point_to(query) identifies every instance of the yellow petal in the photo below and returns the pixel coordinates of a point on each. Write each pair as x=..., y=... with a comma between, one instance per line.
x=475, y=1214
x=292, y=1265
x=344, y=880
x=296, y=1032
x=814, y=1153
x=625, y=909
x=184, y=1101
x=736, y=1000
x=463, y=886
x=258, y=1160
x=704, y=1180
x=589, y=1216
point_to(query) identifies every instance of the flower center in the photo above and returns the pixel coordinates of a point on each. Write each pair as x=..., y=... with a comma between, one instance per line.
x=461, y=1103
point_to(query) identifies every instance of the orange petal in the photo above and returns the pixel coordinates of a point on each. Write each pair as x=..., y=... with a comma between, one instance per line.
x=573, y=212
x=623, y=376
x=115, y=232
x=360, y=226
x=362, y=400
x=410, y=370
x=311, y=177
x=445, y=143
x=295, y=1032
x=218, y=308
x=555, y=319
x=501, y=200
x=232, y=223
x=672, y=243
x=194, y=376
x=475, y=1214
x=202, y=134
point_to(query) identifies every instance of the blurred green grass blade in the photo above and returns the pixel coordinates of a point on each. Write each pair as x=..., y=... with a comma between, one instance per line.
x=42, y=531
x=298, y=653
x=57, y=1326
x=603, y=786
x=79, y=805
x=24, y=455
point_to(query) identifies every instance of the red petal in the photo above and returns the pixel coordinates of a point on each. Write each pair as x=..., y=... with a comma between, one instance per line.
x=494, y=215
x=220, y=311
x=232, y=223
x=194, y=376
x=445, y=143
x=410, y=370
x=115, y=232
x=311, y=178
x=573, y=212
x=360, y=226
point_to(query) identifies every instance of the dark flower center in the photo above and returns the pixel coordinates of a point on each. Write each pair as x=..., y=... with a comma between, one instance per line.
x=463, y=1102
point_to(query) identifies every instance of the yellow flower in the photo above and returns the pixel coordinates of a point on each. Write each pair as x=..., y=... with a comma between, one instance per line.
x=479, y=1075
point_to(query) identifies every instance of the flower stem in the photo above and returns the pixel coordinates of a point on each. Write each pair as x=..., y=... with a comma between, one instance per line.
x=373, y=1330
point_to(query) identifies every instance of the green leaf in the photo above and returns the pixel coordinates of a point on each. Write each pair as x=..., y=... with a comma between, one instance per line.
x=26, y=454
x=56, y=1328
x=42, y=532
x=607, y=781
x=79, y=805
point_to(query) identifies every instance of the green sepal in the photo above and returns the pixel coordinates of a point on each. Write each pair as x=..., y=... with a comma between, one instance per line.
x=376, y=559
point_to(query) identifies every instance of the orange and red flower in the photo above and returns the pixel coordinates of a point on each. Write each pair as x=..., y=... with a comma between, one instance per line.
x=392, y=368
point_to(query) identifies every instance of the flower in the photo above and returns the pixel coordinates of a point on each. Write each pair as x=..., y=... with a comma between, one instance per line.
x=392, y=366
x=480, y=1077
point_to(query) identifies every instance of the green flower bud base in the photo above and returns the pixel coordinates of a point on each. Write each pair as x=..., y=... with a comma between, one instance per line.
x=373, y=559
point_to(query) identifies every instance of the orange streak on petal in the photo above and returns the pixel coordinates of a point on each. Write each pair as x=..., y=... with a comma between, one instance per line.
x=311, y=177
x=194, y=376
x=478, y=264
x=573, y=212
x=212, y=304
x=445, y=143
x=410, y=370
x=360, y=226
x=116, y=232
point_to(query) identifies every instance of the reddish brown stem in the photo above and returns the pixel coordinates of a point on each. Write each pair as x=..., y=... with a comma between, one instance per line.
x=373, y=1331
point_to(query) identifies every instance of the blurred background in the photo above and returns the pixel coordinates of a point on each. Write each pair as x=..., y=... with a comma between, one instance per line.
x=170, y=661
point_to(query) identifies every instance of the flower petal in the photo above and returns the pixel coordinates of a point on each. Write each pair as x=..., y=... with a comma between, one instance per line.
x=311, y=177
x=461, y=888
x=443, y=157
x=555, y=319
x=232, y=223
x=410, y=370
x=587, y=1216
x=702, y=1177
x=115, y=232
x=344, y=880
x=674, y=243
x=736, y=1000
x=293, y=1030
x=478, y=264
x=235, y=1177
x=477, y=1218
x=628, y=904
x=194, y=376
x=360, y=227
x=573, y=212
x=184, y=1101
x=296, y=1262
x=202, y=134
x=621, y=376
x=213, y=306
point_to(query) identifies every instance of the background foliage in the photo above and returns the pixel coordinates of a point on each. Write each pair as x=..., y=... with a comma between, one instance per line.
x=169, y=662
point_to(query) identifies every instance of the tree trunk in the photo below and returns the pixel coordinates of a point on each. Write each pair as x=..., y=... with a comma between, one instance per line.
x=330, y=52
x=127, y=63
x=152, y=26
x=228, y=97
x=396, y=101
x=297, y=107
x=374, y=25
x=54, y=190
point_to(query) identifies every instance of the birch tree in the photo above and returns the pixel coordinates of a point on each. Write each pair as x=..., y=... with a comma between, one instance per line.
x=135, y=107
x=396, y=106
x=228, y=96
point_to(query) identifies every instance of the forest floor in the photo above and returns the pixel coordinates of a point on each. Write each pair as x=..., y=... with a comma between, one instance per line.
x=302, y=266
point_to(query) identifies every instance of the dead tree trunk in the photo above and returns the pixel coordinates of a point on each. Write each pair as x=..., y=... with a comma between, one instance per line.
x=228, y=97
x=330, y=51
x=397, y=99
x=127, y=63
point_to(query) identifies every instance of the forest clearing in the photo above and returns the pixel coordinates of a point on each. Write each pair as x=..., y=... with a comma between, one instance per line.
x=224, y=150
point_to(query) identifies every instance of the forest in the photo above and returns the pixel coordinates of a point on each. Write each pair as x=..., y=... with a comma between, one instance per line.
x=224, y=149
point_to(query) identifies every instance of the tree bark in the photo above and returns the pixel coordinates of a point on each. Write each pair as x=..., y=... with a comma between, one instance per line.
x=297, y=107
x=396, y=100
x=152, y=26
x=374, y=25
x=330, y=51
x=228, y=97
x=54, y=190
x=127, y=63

------------

### ACTIVITY
Hand back the whole listing, exactly as it is.

### EXERCISE RESPONSE
point_to(query) identifies every instance of the yellow petal in the photo below and returns the pixel coordinates of a point on each. Write each pair as x=..., y=... with a comma between, one instance per line.
x=475, y=1214
x=292, y=1265
x=344, y=880
x=296, y=1032
x=814, y=1153
x=625, y=909
x=184, y=1101
x=736, y=1000
x=463, y=886
x=258, y=1160
x=704, y=1180
x=589, y=1216
point_to(query) identifies every instance of the flower center in the photo above and returns the pixel coordinates of a point on each. Write each pair as x=..., y=... with a comma between, one instance per line.
x=461, y=1103
point_to(query) identifies every instance of the orange petal in the photo above and returns the pixel coordinates of a point on each. Write each pair as x=..., y=... with a comma between, one instance per line.
x=573, y=212
x=623, y=376
x=115, y=232
x=360, y=226
x=362, y=400
x=410, y=370
x=311, y=177
x=445, y=143
x=295, y=1032
x=218, y=308
x=555, y=319
x=501, y=200
x=232, y=223
x=672, y=243
x=194, y=376
x=475, y=1214
x=202, y=134
point_to(query) identifies every instance of the blurred green grass blade in the photo above and returns the pixel coordinates of a point on each. Write each pair as x=..., y=... with a comma between, one instance per line.
x=42, y=531
x=298, y=653
x=57, y=1326
x=603, y=786
x=79, y=805
x=24, y=455
point_to(query) identifies every instance of the red petal in the photo above and returns the pixel coordinates of a point on each. Write each pair as x=..., y=... with a comma between, one instance per line.
x=494, y=215
x=220, y=311
x=232, y=223
x=194, y=376
x=445, y=143
x=410, y=370
x=115, y=232
x=311, y=178
x=573, y=212
x=360, y=226
point_to(query) identifies every instance of the dark flower center in the photo above and returns the pixel coordinates of a point on each. Write each pair as x=..., y=... with a comma between, one instance per line.
x=463, y=1102
point_to(query) identifies every instance of the yellow flower in the photo above and returns the pixel coordinates of a point on each. Write each pair as x=..., y=... with a comma between, one instance per line.
x=479, y=1075
point_to(query) identifies every instance of the flower stem in the photo above and returns the pixel coordinates of a point on each. Write each pair as x=..., y=... with a comma between, one instance per line.
x=373, y=1330
point_to(query) identifies every instance of the green leaf in the photo above and returns the pixel coordinates of a point on each. Write each pair as x=..., y=... with a comma between, one instance per line.
x=26, y=454
x=56, y=1328
x=42, y=532
x=607, y=781
x=79, y=805
point_to(query) identifies every instance of the green sepal in the photo above and returns the pixel coordinates of a point on each. Write each pair as x=..., y=... with a comma between, one instance per line.
x=376, y=559
point_to(query) identifies every instance of the orange and red flower in the photo above and returns the pixel coordinates of a point on each. Write each pair as x=..., y=... with a comma between, one instance per line.
x=392, y=368
point_to(query) identifies every instance of the flower in the photo above and returns the pixel coordinates of a point on each. Write each pair as x=..., y=... with a comma between, one instance per line.
x=392, y=366
x=480, y=1077
point_to(query) identifies every instance of the green flower bud base in the photo above and returns the pixel coordinates of a point on each. Write each pair as x=..., y=... with a comma between, one instance per line.
x=373, y=559
point_to(query) identifies every instance of the orange streak on petal in the photo above and returns the pixel coordinates of a point on each. Write each pair as x=..., y=... with a comma between, one instance per line.
x=311, y=177
x=194, y=376
x=478, y=264
x=573, y=212
x=212, y=304
x=445, y=143
x=410, y=370
x=360, y=226
x=116, y=232
point_to(query) identifies every instance of the reddish brown stem in the photo above and returns the pixel coordinates of a point on each. Write each pair as x=..., y=... with a comma between, one instance per line.
x=373, y=1331
point_to(query) identifies every instance of the blurred background in the photo above and returns the pixel coordinates of a point on each. Write each pair as x=..., y=... with a comma between, one instance per line.
x=170, y=661
point_to(query) identifies every instance of the flower petal in the photo above and returns the pixel coordinates of a point on each. Write each pair as x=..., y=... with a comma between, one instance per line.
x=311, y=177
x=461, y=888
x=443, y=157
x=555, y=319
x=232, y=223
x=410, y=370
x=587, y=1216
x=702, y=1177
x=115, y=232
x=344, y=880
x=674, y=243
x=736, y=1000
x=293, y=1030
x=478, y=264
x=235, y=1177
x=477, y=1218
x=628, y=904
x=194, y=376
x=360, y=227
x=573, y=212
x=184, y=1101
x=296, y=1262
x=202, y=134
x=621, y=376
x=213, y=306
point_to(query) identifies every instance of the background foliage in the photo above and returns the pixel coordinates of a point on each. Write each pair as x=..., y=... with a comma between, one instance per line.
x=169, y=662
point_to(query) identifies every instance of the tree trunk in the photo below and returns the pixel coordinates of a point on each. Write each pair as x=..., y=... with a comma between, one instance per line.
x=330, y=52
x=127, y=63
x=152, y=26
x=228, y=97
x=396, y=101
x=297, y=107
x=374, y=25
x=54, y=190
point_to(query) identifies every instance of the birch tree in the photo above and returns the pixel coordinates of a point on each. Write each pair as x=..., y=... with a comma between, one instance per line.
x=135, y=107
x=396, y=106
x=228, y=96
point_to(query) identifies every instance of the forest floor in the photo above and returns the pixel coordinates of a point on each. Write each pair as x=..., y=... with a comma between, one instance per line.
x=302, y=266
point_to(query) identifies every instance of the dead tree trunk in the photo above and returns the pixel coordinates of a point on each. Write each pair as x=..., y=... with a comma between, one instance per line.
x=228, y=97
x=330, y=51
x=397, y=99
x=127, y=63
point_to(query) identifies every instance of the forest clearing in the photo above and returns the pixel coordinates of a point on each. Write each pair as x=..., y=... with a comma between, one instance per line.
x=224, y=150
point_to(query) identifies every instance of the forest in the photo above and returns the pixel coordinates of a point on each. Write each pair as x=..., y=... with a comma between, one instance per line.
x=224, y=149
point_to(query) identifies every instance of the tree bark in the photo above and returns the pixel coordinates of a point on each. Write each pair as x=..., y=... with a comma between, one instance per line.
x=297, y=107
x=396, y=100
x=152, y=26
x=374, y=25
x=330, y=51
x=228, y=97
x=54, y=190
x=127, y=63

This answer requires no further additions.